Goal:
Report every line below that contains the string "rear", copying each such line in full.

#### Information given ####

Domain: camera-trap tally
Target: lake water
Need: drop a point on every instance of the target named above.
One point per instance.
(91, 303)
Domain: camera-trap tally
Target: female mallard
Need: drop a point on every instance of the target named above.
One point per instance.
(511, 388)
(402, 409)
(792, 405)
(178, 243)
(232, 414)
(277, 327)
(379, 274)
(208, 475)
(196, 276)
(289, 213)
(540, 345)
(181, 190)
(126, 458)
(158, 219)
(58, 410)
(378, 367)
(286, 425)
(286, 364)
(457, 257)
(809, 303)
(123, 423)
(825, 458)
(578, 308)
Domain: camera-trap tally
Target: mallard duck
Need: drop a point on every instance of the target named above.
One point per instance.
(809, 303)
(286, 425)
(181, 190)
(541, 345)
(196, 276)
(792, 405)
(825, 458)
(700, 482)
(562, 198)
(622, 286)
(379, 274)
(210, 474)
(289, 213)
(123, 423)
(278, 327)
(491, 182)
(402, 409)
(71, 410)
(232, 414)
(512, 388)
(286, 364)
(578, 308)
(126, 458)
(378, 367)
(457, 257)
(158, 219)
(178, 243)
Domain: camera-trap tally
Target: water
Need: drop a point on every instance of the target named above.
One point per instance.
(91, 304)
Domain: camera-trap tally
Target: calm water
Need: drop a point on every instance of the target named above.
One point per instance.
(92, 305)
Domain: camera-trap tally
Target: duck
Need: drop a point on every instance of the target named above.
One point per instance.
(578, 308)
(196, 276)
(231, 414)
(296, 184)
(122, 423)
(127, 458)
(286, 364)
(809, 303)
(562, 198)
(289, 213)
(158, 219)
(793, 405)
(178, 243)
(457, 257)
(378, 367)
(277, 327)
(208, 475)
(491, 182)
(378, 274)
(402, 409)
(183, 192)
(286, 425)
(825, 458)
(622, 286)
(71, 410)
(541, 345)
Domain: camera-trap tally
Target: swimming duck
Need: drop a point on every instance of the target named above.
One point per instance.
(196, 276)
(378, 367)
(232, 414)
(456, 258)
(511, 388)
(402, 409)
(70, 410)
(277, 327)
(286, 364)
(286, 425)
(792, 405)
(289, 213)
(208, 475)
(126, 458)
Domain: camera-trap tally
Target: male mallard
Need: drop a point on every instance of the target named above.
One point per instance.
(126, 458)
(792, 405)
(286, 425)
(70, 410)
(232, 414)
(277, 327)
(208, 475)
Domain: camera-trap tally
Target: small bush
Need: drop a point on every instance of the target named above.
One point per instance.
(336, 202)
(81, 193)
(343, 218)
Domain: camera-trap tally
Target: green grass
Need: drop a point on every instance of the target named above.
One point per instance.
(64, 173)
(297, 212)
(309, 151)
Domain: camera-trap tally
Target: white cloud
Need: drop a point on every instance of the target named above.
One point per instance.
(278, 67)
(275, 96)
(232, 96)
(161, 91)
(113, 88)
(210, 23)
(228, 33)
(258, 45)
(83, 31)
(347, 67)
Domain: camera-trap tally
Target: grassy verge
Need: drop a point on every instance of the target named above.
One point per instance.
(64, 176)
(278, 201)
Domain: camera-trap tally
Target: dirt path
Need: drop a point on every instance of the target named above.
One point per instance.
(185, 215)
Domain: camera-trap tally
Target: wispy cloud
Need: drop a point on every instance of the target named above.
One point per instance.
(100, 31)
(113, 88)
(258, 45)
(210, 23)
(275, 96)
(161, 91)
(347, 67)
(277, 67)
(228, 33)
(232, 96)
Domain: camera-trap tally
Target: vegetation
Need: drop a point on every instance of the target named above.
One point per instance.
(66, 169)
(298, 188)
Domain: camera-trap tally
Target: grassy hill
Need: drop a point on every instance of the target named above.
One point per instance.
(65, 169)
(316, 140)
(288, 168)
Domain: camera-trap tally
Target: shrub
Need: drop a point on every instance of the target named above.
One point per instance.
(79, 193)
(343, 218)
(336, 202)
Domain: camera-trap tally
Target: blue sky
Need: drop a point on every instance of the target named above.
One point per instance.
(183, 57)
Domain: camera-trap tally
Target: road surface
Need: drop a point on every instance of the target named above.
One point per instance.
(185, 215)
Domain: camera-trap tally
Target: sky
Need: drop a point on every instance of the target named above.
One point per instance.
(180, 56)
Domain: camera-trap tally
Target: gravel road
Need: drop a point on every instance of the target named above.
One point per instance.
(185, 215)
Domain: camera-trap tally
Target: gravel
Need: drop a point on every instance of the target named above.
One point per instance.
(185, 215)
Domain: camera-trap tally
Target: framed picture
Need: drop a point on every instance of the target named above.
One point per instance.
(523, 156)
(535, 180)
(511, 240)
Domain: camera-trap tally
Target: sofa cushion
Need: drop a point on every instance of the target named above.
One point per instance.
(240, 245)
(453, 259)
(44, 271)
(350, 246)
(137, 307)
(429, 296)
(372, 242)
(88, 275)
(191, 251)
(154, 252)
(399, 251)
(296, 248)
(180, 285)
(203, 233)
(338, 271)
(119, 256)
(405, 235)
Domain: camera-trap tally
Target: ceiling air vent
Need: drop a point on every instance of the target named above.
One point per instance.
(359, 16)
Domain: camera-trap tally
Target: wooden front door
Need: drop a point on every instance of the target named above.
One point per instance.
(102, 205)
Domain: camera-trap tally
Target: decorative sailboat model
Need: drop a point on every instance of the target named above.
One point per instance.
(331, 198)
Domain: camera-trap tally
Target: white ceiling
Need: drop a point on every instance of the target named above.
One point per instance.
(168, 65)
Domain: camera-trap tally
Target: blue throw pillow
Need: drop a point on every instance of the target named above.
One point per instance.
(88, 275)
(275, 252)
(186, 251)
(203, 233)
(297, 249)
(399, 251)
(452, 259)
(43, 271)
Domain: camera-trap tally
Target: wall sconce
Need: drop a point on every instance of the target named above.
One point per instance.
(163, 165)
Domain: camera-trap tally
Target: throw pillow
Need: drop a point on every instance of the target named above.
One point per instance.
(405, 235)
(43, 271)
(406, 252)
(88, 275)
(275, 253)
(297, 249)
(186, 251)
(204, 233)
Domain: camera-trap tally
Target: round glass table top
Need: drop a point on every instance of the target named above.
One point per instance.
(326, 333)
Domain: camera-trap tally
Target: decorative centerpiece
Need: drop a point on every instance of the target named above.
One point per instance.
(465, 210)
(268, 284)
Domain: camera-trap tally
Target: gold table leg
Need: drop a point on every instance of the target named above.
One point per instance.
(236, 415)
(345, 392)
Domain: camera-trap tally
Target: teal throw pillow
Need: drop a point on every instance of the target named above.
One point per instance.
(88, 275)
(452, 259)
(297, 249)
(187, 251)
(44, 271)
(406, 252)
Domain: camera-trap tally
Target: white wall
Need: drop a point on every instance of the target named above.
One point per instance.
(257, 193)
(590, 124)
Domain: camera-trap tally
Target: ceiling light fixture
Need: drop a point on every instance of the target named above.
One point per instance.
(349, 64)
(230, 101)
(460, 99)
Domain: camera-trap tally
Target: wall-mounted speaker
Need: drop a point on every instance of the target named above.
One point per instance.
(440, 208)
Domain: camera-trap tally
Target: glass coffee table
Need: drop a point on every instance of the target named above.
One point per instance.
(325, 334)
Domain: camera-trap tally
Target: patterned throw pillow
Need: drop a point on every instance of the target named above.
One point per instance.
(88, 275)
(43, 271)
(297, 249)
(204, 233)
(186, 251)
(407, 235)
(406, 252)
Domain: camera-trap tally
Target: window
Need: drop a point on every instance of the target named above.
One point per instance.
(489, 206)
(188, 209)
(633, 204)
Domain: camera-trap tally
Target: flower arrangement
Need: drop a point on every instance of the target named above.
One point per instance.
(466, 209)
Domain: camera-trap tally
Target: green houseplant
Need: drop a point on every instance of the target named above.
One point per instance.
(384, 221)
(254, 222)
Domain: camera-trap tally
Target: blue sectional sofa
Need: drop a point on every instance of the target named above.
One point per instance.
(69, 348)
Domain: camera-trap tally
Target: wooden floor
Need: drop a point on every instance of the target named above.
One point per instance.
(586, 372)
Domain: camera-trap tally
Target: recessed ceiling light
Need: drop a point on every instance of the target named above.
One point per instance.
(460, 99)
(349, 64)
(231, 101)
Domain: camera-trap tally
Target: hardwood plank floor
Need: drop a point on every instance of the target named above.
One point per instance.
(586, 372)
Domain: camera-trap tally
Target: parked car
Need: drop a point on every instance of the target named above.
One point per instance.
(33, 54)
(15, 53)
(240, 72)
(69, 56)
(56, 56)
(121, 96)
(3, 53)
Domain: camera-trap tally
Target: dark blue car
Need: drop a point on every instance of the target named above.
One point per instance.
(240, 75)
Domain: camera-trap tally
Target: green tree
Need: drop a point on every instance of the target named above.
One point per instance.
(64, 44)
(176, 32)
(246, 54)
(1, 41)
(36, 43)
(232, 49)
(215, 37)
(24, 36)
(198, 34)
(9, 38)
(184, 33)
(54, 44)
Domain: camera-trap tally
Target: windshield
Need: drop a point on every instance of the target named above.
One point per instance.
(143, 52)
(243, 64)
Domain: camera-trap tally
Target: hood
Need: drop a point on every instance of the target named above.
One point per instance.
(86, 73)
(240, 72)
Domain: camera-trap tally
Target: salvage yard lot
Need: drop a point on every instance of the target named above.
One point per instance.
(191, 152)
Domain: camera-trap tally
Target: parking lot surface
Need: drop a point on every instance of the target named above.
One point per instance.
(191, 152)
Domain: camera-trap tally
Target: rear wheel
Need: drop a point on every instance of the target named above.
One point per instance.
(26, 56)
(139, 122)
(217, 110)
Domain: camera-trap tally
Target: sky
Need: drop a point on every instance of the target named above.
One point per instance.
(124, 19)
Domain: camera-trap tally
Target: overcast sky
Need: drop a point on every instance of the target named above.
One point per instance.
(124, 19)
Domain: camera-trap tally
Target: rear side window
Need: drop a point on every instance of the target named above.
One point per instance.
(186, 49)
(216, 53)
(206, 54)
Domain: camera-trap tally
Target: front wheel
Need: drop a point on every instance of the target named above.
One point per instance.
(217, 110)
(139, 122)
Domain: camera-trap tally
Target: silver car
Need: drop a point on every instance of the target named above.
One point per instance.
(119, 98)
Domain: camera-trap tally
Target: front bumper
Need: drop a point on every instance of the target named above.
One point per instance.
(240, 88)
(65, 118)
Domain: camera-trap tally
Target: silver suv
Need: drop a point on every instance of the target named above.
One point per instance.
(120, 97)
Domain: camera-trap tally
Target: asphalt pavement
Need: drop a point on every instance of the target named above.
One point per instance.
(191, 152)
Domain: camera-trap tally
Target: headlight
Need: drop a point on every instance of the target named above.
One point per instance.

####

Final result:
Target: rear wheel
Target: rear side window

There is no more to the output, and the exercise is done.